Actions to take:
(a) Check each statement against the blog excerpt and mark it yes or no, quoting the exact words from the excerpt that decide it: (i) The shopping site mentioned is Australian. (ii) The writer stayed at the Bob Sinclair event until after 4am. (iii) The writer is paid for recommending the site.
(b) Reproduce the blog excerpt word for word, between "Anyway, if you're" and "3am on 2006.", inclusive.

Creamy

Wednesday, April 26, 2006

Bras and things

I have just found an internet site that caters to us 'fuller figure' girls. Zodee.com.au (granted it's Australian), however I have just received a bra that fits well, costs less than I'd pay in NZ and was shipped to my door. Those of you with the bigger boobies will understand my plight!!!!! And there was a matching thong (yes! a thong! not granny knickers that come up to your armpits!!!).

Anyway, if you're looking for undergarments at a good price (they have a specials list) have a gander.

And I'm not being paid for this!!! But a bra that fits and doesn't make my boobs look like an extra off Blakes 7 is not easy to come by..

Happy shopping!

Creamy

Tuesday, January 17, 2006

Happy New Year!!!

Yippee Yahoo whatever. I went to see Bob Sinclair (who is apparently French!!??!!). He just didn't do it for me so I went home at about 3am on 2006.

Hope all 'yours was good. Here's to a great year, with no repeat of the tragedies and disasters (0n a personal (0n my part) and global level).

Best wishes to everyone reading this - wherever you are.

Supplied records:

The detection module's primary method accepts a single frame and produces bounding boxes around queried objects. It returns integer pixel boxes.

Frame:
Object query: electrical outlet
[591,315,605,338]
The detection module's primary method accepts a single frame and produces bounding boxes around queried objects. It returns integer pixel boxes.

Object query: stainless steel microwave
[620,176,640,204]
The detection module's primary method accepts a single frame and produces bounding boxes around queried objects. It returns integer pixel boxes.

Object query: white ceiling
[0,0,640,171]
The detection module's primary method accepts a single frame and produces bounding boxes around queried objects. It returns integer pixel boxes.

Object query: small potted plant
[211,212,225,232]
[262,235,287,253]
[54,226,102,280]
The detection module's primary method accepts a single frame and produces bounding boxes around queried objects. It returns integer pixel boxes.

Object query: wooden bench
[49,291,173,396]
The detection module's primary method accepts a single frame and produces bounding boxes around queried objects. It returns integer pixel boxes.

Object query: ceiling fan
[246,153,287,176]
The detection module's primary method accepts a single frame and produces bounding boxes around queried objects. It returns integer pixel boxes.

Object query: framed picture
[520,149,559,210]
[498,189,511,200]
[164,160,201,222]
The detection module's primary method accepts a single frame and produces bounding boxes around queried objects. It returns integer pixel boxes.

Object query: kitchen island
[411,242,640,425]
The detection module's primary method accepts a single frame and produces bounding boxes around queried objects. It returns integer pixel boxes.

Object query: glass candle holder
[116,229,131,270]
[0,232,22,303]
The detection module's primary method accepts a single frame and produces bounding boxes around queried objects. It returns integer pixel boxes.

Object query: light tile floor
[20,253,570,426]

---

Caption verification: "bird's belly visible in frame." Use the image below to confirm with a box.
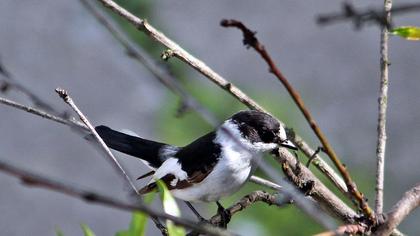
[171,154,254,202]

Answers given:
(a)
(i) Yes: "Zodee.com.au (granted it's Australian)"
(ii) No: "I went home at about 3am on 2006"
(iii) No: "And I'm not being paid for this!!!"

(b)
Anyway, if you're looking for undergarments at a good price (they have a specials list) have a gander.

And I'm not being paid for this!!! But a bra that fits and doesn't make my boobs look like an extra off Blakes 7 is not easy to come by..

Happy shopping!

Creamy

Tuesday, January 17, 2006

Happy New Year!!!

Yippee Yahoo whatever. I went to see Bob Sinclair (who is apparently French!!??!!). He just didn't do it for me so I went home at about 3am on 2006.